• [Given problem a]
Reproduce word for word the part of the records below that opens with the line containing "the boulder, the" and continues through the end of the records, including both ends.

# Rant by PhotoShelter CEO



## Captstn (May 22, 2003)

:clap::clap:

Rant: I Love Photography


----------



## i-rui (Sep 13, 2006)

thanks for posting that.


----------



## SINC (Feb 16, 2001)

Great read and I can relate. Made me think of this shot of my grandson Jett at two and a half, that I wish I had taken more time on and got in focus properly and had the exposure a bit better and on and on. Trouble is while I hate the technical aspects of the shot, I just love the content. "Lookit me gramps, I got my new Christmas duds on with my hand in my pocket and everything!" I still treasure this lousy shot.


----------



## CubaMark (Feb 16, 2001)

Great shot, Don - love the reindeer (?) vest.

I've discovered since my son arrived some 9.75 months ago that my hard drive is rapidly filling up with photos and videos of his antics. If I continue at this rate, I'll need a 10-terabyte drive just to hold him...


----------



## keebler27 (Jan 5, 2007)

CubaMark said:


> Great shot, Don - love the reindeer (?) vest.
> 
> I've discovered since my son arrived some 9.75 months ago that my hard drive is rapidly filling up with photos and videos of his antics. If I continue at this rate, I'll need a 10-terabyte drive just to hold him...


lol I know the feeling - I have Raids backing up to other Raids and DVD backups.

But it's fantastic to have.

Great article. So very true. It's staggering how easy it is to snap photos and video.

When I look back at my own family's photo history going back to when my Grandma was a babe to now, it's not the few 'pro' type photos, but the regular snapshots which mean the most.

Cheers,
Keebler


----------



## absolutetotalgeek (Sep 18, 2005)

While I've used Photoshelter, good product does what's supposed to, easy to use etc and they do try and improve it, be better served if he kept his egotistical, self-serving and transparent marketing ploys to himself.

Rant? Hardly...


----------



## Aceline (Feb 21, 2012)

Great shot


----------



## mrjimmy (Nov 8, 2003)

SINC, wonderful shot. 



absolutetotalgeek said:


> if he kept his egotistical, self-serving and transparent marketing ploys to himself.
> 
> Rant? Hardly...


+1


----------



## eMacMan (Nov 27, 2006)

Hey Don,

Just for fun tried the PS Elements "Sharpen More" filter on the Jett shot. Was rather surprised at the result.


----------



## DempsyMac (May 24, 2007)

thanks for sharing that link, I love reading stuff like that


----------



## SINC (Feb 16, 2001)

eMacMan said:


> Hey Don,
> 
> Just for fun tried the PS Elements "Sharpen More" filter on the Jett shot. Was rather surprised at the result.


That sure did sharpen it up Bob.


----------



## eMacMan (Nov 27, 2006)

SINC said:


> That sure did sharpen it up Bob.


Noticed some flash burns on the face after it was sharpened. Could be cured by deselecting those areas and then feathering the selected area before running the the filter.

FWIW I almost never resort to the sharpen more setting, this time though it did work.


----------



## eMacMan (Nov 27, 2006)

Hey Don,

Did the same thing but excluded and feathered the flash burn areas from the sharpen. Then reversed the selection and applied an average blur to the flash burns. At about a minute that is quite a bit more time than I typically give any photo but I do like the results.


----------

• [Given problem b]
Quote the part of the forum thread above that opens with the words "## absolutetotalgeek (Sep" and closes with "(Feb 21, 2012)".

• [Data entries]

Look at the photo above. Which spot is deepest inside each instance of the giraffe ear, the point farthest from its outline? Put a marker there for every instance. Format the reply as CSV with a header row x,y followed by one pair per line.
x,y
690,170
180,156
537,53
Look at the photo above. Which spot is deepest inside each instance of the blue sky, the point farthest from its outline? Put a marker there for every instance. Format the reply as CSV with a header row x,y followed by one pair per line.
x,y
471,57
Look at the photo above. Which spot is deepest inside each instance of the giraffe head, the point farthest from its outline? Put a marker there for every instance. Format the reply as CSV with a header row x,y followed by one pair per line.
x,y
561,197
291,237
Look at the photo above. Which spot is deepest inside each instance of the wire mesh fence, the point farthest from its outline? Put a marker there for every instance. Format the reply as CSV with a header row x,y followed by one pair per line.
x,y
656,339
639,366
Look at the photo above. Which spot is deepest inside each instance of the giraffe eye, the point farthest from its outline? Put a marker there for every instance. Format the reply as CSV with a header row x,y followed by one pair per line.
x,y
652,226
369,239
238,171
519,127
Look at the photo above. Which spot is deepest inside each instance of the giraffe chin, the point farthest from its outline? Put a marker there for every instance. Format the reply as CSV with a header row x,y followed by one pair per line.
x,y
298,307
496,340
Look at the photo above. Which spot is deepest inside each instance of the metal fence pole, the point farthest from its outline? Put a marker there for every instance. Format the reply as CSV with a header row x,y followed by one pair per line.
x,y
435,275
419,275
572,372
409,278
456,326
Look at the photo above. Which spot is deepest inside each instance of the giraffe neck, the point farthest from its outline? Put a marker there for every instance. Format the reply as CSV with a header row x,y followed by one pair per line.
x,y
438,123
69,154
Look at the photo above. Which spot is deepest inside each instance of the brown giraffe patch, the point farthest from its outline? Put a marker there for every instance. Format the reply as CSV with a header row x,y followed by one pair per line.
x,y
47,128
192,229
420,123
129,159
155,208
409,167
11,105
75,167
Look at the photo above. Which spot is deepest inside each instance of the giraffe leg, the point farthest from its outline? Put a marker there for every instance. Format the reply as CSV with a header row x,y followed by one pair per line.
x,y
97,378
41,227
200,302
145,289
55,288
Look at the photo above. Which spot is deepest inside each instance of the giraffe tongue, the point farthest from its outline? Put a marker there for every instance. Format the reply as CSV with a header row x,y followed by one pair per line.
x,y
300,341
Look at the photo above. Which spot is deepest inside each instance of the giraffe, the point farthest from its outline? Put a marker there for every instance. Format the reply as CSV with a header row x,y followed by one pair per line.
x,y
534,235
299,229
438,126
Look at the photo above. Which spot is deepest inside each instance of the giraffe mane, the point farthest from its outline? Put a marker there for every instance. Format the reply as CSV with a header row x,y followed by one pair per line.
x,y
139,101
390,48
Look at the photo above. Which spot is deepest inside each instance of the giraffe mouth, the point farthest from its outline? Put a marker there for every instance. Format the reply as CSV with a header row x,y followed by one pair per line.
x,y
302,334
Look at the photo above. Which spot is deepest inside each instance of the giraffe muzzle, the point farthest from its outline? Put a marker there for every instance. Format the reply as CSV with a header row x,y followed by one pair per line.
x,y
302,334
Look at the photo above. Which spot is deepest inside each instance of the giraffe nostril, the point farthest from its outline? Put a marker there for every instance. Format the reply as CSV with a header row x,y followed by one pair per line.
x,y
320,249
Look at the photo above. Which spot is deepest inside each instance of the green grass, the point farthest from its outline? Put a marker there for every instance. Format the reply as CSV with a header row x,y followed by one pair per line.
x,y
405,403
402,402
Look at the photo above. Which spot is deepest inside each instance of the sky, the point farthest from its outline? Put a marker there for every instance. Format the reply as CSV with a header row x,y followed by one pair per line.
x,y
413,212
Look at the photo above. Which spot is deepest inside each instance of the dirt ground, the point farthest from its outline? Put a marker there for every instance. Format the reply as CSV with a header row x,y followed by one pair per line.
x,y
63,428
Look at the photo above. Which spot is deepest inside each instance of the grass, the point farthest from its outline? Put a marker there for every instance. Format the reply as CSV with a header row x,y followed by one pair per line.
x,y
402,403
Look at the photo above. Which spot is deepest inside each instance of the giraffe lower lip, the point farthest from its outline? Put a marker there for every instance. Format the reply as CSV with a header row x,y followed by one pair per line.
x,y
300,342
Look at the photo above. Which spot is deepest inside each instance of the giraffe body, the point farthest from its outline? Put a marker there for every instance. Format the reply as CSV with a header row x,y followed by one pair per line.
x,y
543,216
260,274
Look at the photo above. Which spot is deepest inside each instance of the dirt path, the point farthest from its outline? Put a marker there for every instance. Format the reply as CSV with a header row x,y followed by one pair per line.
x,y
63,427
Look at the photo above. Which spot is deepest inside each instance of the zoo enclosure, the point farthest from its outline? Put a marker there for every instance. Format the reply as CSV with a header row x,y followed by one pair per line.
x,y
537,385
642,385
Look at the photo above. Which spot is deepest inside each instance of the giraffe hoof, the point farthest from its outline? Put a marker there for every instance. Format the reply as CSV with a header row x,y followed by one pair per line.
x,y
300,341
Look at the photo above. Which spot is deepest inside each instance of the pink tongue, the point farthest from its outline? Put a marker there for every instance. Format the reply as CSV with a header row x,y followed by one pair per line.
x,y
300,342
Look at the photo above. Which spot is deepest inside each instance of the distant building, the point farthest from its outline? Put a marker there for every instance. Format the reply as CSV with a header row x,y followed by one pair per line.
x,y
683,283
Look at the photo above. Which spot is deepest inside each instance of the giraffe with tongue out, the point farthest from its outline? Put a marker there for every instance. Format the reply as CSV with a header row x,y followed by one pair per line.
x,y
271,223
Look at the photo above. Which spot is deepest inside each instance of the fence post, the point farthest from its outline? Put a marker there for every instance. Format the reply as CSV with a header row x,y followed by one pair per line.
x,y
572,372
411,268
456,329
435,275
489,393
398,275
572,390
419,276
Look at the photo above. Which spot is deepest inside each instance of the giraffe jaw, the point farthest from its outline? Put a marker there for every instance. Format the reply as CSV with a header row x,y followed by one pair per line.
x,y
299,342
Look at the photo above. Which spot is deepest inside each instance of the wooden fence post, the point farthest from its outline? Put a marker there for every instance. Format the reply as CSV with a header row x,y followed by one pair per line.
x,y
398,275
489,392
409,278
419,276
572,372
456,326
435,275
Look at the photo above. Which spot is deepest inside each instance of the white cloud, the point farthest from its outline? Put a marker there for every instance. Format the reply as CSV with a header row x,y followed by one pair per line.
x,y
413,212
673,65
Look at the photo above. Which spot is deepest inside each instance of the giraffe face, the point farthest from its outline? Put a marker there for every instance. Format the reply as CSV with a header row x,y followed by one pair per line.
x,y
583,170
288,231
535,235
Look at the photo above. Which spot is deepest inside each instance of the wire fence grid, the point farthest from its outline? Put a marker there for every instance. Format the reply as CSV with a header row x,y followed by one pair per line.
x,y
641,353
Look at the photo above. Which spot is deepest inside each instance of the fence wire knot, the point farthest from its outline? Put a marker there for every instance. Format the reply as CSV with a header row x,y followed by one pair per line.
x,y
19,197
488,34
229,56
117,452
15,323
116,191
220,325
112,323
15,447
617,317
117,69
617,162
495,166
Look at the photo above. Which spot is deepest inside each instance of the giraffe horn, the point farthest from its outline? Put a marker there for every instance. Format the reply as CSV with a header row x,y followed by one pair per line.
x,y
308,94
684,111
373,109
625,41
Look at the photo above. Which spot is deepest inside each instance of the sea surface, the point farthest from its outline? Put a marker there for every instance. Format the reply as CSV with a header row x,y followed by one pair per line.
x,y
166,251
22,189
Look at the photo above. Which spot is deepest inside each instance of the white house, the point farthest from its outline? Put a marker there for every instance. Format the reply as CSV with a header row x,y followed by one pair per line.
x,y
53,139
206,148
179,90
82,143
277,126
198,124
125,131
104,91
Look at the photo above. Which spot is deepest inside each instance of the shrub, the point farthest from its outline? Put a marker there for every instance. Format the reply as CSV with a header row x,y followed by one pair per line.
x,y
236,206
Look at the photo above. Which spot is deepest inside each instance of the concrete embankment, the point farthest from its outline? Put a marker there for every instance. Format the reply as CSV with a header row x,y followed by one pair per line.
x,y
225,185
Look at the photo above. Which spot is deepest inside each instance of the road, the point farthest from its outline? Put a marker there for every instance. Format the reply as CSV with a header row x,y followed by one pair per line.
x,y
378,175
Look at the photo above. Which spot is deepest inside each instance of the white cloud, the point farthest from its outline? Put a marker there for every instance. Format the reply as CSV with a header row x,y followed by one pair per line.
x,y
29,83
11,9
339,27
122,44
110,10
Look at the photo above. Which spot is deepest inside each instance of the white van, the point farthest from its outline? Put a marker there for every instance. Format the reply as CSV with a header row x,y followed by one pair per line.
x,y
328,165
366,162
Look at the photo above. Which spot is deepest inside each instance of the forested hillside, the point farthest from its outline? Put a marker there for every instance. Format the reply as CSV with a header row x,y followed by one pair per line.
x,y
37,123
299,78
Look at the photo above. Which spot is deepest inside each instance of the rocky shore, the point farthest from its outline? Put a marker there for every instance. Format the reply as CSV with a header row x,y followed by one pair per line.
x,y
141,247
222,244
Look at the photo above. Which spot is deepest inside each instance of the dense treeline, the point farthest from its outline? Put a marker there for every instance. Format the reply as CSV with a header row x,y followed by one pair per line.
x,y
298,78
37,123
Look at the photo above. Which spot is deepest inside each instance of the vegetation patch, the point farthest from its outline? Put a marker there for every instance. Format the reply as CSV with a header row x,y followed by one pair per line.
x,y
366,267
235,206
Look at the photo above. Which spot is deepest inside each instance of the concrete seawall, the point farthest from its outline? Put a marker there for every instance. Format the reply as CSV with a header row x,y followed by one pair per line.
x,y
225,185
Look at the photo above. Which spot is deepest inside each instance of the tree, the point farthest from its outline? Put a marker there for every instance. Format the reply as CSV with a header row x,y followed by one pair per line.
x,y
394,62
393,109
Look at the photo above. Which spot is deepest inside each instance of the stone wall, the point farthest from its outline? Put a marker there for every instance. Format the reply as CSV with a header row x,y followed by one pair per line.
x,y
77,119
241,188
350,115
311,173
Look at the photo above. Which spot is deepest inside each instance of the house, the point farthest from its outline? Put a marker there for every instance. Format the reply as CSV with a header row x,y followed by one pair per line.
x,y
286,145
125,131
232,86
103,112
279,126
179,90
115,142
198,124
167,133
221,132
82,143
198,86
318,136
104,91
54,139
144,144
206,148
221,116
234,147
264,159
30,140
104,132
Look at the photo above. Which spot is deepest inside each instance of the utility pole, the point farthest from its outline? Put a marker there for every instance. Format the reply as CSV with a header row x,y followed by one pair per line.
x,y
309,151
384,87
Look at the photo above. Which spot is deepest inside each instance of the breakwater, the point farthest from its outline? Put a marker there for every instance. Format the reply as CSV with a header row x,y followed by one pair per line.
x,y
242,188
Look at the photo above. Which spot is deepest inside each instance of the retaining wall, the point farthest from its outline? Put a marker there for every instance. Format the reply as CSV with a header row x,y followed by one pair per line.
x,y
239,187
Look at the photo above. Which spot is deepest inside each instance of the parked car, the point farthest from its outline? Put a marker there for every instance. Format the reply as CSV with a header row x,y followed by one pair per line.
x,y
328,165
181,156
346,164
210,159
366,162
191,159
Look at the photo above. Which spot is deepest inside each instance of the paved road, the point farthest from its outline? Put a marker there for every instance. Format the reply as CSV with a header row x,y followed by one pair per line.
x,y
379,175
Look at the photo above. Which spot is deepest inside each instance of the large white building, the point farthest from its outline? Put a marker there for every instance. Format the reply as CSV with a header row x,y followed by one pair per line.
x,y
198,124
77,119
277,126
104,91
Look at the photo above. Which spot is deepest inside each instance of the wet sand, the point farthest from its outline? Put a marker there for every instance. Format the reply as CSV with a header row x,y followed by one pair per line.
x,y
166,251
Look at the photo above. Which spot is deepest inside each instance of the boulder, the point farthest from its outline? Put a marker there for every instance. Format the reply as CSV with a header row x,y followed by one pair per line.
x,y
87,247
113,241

• [Task response a]
Look at the photo above. Which spot is deepest inside each instance of the boulder, the point farthest from its outline? Put a marker there for every instance. Format the reply as CSV with a header row x,y followed by one pair per line.
x,y
87,247
113,241

• [Task response b]
## absolutetotalgeek (Sep 18, 2005)

While I've used Photoshelter, good product does what's supposed to, easy to use etc and they do try and improve it, be better served if he kept his egotistical, self-serving and transparent marketing ploys to himself.

Rant? Hardly...


----------



## Aceline (Feb 21, 2012)